» **Aim of the task**
Without altering anything, repeat each of the records.

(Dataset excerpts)
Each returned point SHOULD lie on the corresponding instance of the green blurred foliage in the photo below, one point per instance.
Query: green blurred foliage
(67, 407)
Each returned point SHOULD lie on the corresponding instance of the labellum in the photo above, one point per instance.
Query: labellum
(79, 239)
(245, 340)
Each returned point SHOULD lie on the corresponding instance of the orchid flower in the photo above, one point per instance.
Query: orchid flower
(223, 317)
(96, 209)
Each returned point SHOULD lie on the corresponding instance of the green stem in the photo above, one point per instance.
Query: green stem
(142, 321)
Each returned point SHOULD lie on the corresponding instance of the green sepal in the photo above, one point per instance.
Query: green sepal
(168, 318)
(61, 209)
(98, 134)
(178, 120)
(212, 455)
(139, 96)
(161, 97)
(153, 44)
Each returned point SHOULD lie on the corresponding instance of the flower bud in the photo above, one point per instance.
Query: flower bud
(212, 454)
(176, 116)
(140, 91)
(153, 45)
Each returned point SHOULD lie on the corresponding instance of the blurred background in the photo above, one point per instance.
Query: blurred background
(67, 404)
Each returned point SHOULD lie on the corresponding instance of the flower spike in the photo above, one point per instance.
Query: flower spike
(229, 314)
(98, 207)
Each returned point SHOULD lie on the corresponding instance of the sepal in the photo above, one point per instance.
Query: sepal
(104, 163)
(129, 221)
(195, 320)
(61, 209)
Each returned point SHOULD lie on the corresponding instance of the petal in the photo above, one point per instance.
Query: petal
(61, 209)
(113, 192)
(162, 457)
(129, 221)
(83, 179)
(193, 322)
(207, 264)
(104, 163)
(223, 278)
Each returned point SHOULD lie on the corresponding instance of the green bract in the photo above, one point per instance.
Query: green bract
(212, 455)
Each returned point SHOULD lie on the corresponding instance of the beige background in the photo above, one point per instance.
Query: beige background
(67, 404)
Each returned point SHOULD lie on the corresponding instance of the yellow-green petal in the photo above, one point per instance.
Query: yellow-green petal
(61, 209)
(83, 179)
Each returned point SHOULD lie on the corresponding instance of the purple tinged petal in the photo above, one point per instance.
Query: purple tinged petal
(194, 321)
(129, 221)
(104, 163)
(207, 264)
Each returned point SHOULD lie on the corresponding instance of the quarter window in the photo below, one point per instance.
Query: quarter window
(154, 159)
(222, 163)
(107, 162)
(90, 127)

» **Reply**
Each returned point SHOULD lie on the corresponding instance of the green blurred foliage in the photo below, one point per instance.
Query: green blurred foliage
(67, 407)
Each returned point SHOULD lie on the corresponding instance of the labellum in the photo above, one point per instance.
Query: labellum
(79, 239)
(245, 340)
Each returned point SHOULD lie on the corresponding instance of the orchid flower in the photo above, one point per instance.
Query: orchid flower
(223, 317)
(96, 209)
Each returned point SHOULD lie on the corresponding instance of the green stem in the photo above, one point per instance.
Query: green stem
(142, 321)
Each returned point SHOULD lie on the corresponding instance of the green sepal in the photo above, one point per instance.
Query: green sepal
(168, 318)
(61, 209)
(98, 134)
(178, 120)
(212, 455)
(139, 96)
(161, 97)
(153, 44)
Each returned point SHOULD lie on the corresponding instance of the flower bud in the photo above, one point per instance.
Query: flower bud
(212, 454)
(176, 116)
(140, 91)
(153, 45)
Each returned point SHOULD lie on the corresponding instance of the blurred background in the photo above, one point per instance.
Query: blurred background
(67, 404)
Each returned point SHOULD lie on the corresponding instance of the flower spike in the photo above, one point per instance.
Query: flower spike
(229, 314)
(98, 207)
Each returned point SHOULD lie on the corresponding instance of the sepal in the photo above, one point per instance.
Query: sepal
(104, 163)
(129, 221)
(195, 320)
(61, 209)
Each returned point SHOULD lie on the corresponding instance of the petal in the photo above, one point per instance.
Query: petal
(61, 209)
(113, 192)
(162, 457)
(129, 221)
(83, 179)
(193, 322)
(207, 264)
(104, 163)
(223, 278)
Each returned point SHOULD lie on the corresponding instance of the green bract in the photo above, one point per instance.
Query: green bract
(212, 455)
Each returned point SHOULD lie on the corresponding instance of the beige background in the photo above, one point per instance.
Query: beige background
(67, 404)
Each returned point SHOULD lie on the corresponding instance of the yellow-green petal in the photo above, one point per instance.
Query: yellow-green petal
(61, 209)
(83, 179)
Each returned point SHOULD lie on the corresponding instance of the purple tinged petal in the photo above, one point per instance.
Query: purple tinged petal
(194, 321)
(129, 221)
(104, 163)
(207, 264)
Each returned point SHOULD lie on the corresponding instance of the quarter window in the photo below, one point per instance.
Query: quarter window
(154, 159)
(222, 163)
(107, 162)
(90, 127)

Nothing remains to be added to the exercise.